In recent years, professional societies and their affiliated meetings and medical journals have made strides in closing the gender gap, but industry—which funds the lion’s share of cardiovascular clinical trials—has a lot of ground to make up.
“We’ve seen through multiple studies of ours that industry-led trials are definitely less likely to have women and diverse representation among trial leadership, and the path to leading an industry-sponsored trial is quite unclear,” Van Spall said. “It relies heavily on being part of certain networks that are really not open. And so this is a call for our industry partners, who we value and we rely on for innovation and interventions that help our patients: we're calling them to step up with us and to harness the energy and the potential and the enthusiasm and the skills that we have to diversify the face of leadership.” Several co-authors on the paper, she added, were from industry. Van Spall hopes that as industry boards increase the number of female members, this may ultimately help increase awareness about the lack of diversity among clinical trial leaders.
But the “wait-and-see” approach has not necessarily achieved what many had hoped, Van Spall cautioned: hence, the rationale for a paper like this one that sets out clear and concrete steps for individuals and groups to follow.
“We haven't seen the trends change over the last 20 years, which is why this document is so focused on actually creating that change,” she stressed. “Because time alone, conversations alone, highlighting gaps alone will not bring that change [or tell us] what we need to do from here.”
Contacted for comment, a spokesperson for PhRMA, the trade group representing the US pharmaceutical industry, said the organization is actively working to improve gender, ethnic, and racial diversity in the drug development process.

※

Task list ▸
1. In the excerpt on diversity in clinical trial leadership, over how many years does Van Spall say the trends have not changed?
2. Quote the excerpt on diversity in clinical trial leadership word for word, starting at "In recent years, professional" and ending at "to make up.".
3. Extend the excerpt on diversity in clinical trial leadership, picking up after its last sentence.

※

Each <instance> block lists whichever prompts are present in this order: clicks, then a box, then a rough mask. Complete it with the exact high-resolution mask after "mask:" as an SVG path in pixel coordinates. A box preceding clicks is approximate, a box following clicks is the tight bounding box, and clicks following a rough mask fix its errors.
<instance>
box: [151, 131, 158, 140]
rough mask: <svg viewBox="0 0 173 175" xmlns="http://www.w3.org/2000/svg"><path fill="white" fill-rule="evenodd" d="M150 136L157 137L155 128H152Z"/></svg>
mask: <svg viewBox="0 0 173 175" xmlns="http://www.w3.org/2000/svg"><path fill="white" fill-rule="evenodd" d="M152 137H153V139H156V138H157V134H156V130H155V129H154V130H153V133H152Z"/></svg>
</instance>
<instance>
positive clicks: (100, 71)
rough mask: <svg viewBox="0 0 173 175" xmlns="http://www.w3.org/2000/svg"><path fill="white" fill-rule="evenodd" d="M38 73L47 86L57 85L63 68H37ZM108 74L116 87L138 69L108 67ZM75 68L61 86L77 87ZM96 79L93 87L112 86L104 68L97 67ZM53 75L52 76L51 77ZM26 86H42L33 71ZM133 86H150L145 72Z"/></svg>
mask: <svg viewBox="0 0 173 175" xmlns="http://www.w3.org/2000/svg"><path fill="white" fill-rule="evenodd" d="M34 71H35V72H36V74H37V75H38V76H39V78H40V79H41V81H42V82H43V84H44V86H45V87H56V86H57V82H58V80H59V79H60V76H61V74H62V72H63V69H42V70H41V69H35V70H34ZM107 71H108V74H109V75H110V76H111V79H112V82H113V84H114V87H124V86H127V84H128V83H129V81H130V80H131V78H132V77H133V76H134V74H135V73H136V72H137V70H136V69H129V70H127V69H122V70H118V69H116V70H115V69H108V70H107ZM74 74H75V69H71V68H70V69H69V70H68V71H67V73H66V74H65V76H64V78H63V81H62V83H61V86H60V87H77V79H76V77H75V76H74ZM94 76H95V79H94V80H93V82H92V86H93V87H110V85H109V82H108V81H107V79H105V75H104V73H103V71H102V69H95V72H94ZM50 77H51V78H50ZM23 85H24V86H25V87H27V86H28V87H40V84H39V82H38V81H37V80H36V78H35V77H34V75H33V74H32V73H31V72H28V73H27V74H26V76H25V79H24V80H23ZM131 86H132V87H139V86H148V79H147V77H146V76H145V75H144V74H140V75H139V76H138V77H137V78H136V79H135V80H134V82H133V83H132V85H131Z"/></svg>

※

Answers below ▸
1. The last 20 years.

2.
In recent years, professional societies and their affiliated meetings and medical journals have made strides in closing the gender gap, but industry—which funds the lion’s share of cardiovascular clinical trials—has a lot of ground to make up.

3.
“As part of our effort toward better representation, our industry made a commitment to being part of this change through the PhRMA Equity Initiative, which seeks to build career opportunities for emerging talent, improve health equity, and enhance clinical trial diversity in Black and Brown communities,” Sarah Sutton, PhRMA’s director of public affairs, said in an email. “PhRMA’s member companies voluntarily adopted principles on enhancing clinical trial diversity in October that took effect in April. PhRMA also just hosted a large-scale stakeholder workshop intended to identify partnerships and actionable next steps for sustainable clinical trial diversity.”
And while men have an important role to play in advocating for diversity, Van Spall believes championing women as clinical trial leaders doesn’t have to mean stepping aside.
“We need to envision this not as any one group giving up their role, but on creating more roles and inviting more people to the table,” she said. “There are not a finite number of seats at the table. We need to create more seats so that we can make room for people who are capable, who have the skill set, and who can generate funds for research to lead the research.”
Van Spall HGC, Lala A, Deering TF, et al. Ending gender inequality in cardiovascular clinical trial leadership. J Am Coll Cardiol. 2021;77:2960-2972
- Van Spall reports no relevant conflicts of interest.